═══ Data shown

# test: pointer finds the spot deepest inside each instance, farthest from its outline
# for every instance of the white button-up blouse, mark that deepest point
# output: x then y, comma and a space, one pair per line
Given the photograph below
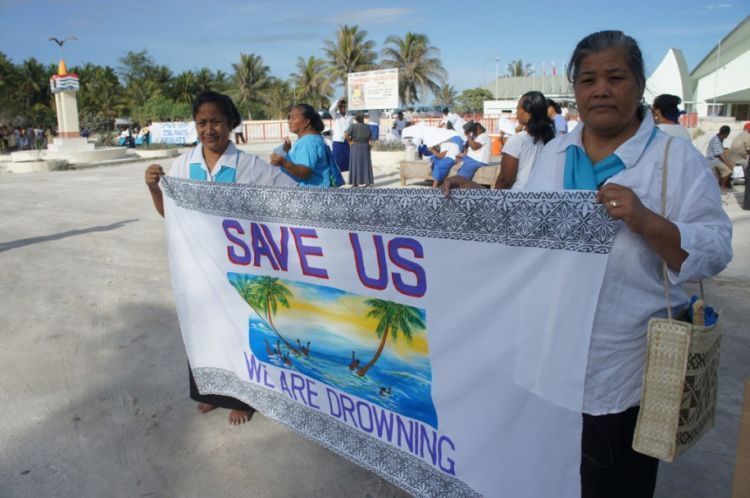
633, 290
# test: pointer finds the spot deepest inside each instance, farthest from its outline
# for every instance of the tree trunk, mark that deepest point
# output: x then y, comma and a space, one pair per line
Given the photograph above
270, 322
362, 371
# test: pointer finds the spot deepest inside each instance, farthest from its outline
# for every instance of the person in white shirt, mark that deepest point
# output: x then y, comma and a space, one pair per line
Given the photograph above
398, 126
554, 111
617, 150
520, 150
443, 158
341, 123
477, 149
216, 159
667, 115
452, 118
409, 116
373, 121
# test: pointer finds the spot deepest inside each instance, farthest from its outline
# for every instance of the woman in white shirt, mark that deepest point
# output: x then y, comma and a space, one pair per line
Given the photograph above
521, 149
216, 159
443, 160
667, 115
617, 151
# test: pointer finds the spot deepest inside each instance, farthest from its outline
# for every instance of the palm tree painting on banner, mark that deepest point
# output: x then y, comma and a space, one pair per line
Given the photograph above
373, 349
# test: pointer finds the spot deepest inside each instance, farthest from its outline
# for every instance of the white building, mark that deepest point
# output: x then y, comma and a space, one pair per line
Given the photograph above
721, 81
672, 77
718, 86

══════

The response should restate the material above word for word and contain no pictures.

**Answer space**
# test: pointer finds the spot deepest inside each instance, farthest from its outline
# for every instance of the white button-up blouse, mark that deepest point
# output: x then y, comma and a space, one pair per line
Given the photograph below
633, 290
# test: pointer finds the spot deepest inside each instance, farthest from its outline
# for every instance of the tree trunk, mark that deepest point
# output: x then y, comma and a space, one pair per line
Given the photograph above
270, 322
362, 371
# test: pointer finds the spot deepest inside each instance, farthest from its outline
# for every instance of the person in white shirt, mark that deepest point
# output: x then y, comma and a space, one pair per line
Given the photograph above
398, 126
554, 111
617, 150
520, 150
443, 158
341, 123
477, 149
216, 159
667, 115
452, 118
409, 116
373, 121
# test: pointer finds the spot deepest inside each instance, farthest from its outline
# for every instance of the woman in white shirt, mark that deepest point
# output: x then y, comma and a space, one pair per line
Given the photograph above
521, 149
216, 159
443, 160
667, 115
617, 151
# test: pointer finds the spot deepest inside each instance, farthest from its outline
# for every instance of the palm tree painting on banner, mark that deepest point
# output: x then y, comma and a space, one pair per line
Given the photograph above
373, 349
# test: pointer finds the spot deepest inside each instance, farthest from its outline
# for every instance of the white building, mark that deepest point
# output: x then y, comma and a space, one pair per line
Given the photograph above
721, 81
672, 77
718, 86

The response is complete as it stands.